Work order 1
Answer the following from the passage on Ep-CAM-targeted therapies below.
(a) In patients with which condition did IGN101 vaccination prolong survival?
(b) By what range did silencing Ep-CAM with short interfering RNA decrease proliferation of breast cancer cell lines?
(c) What does using the Ep-CAM protein as a vaccine aim to induce?
Work order 2
Resume the passage on Ep-CAM-targeted therapies below, starting after its final sentence.

Text for analysis
=== Section Start ===

One active immunotherapy approach is using IGN101 (formulated edrecolomab) for induction of anti-Ep-CAM anti-idiotypic antibodies (Zaloudik et al, 2002). This vaccination was shown to be safe, reduce Ep-CAM positive tumour cells in circulation and prolong survival of patients with metastatic rectal cancer (Himmler et al, 2005). Current experimental approaches are using the Ep-CAM promoter to control the expression of therapeutic genes (Gires et al, 2004), and short interfering RNA for the silencing of Ep-CAM expression, which resulted in a 35–80% decrease in proliferation of breast cancer cell lines (Osta et al, 2004). Lastly, the Ep-CAM protein is being used as a vaccine to elicit by various approaches the induction of specific T and B cell responses (Mosolits et al, 2004, 2005; Neidhart et al, 2004).

=== Section End ===

Record excerpts
=== Section Start ===

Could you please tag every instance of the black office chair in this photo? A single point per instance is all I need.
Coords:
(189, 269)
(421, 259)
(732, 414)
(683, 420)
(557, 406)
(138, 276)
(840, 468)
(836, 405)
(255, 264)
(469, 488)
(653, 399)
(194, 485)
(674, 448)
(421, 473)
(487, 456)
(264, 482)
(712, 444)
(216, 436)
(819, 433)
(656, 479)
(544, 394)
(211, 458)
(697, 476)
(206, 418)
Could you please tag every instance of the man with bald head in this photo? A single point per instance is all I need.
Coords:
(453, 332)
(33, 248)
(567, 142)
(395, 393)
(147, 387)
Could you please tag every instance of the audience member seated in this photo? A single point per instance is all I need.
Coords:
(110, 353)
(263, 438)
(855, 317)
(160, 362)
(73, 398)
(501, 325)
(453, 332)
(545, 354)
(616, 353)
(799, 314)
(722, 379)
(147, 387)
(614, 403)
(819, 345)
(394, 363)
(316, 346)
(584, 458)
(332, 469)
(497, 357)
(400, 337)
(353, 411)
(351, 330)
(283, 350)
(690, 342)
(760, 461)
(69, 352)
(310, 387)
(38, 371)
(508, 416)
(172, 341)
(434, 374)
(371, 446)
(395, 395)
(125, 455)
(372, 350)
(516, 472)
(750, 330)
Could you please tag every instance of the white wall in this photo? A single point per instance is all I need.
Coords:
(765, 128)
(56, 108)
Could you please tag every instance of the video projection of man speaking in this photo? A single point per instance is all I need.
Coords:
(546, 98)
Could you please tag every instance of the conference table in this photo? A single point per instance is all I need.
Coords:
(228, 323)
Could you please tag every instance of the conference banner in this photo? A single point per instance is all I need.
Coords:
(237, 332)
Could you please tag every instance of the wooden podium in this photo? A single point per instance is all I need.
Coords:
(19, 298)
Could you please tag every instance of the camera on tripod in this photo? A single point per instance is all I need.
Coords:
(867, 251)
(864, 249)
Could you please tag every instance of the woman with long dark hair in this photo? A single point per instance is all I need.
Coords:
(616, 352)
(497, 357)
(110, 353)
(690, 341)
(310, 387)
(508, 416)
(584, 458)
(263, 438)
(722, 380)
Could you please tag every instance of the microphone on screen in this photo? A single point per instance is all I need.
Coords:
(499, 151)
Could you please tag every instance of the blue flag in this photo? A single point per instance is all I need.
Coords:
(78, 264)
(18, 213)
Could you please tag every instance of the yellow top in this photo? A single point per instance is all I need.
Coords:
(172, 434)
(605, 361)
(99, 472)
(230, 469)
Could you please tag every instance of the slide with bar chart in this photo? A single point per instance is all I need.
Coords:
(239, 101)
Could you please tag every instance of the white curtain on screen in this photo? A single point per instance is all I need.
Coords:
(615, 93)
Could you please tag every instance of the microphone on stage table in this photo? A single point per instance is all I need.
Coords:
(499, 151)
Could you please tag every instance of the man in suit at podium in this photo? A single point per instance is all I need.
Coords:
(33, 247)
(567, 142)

=== Section End ===

Reply 1
(a) Metastatic rectal cancer.
(b) 35–80%.
(c) Specific T and B cell responses.

Reply 2
The emerging results from Ep-CAM-targeting immunotherapies show a wide utility of the target antigen. Although Ep-CAM is also expressed on normal epithelia, a lower expression there compared to tumour cells (Kim et al, 2004; Osta et al, 2004) and a possible sequestration of Ep-CAM between epithelial cells (McLaughlin et al, 2001) appears to open a therapeutic window. This is supported by the benign safety profile of certain Ep-CAM targeted therapies such as edrecolomab, adecatumumab and vaccination approaches with the autoantigen. In indications showing a strong correlation between Ep-CAM overexpression and poor survival prognosis, selective ablation of Ep-CAM positive cells by the above therapeutic approaches may translate into a survival benefit. In indications with a neutral or positive effect of Ep-CAM overexpression on survival, the high proportion of Ep-CAM positive cells in tumours may still be efficacious in particular if the targeted immunotherapy is combined with chemotherapeutics, and if used in adjuvant settings as are characterised by low tumour load.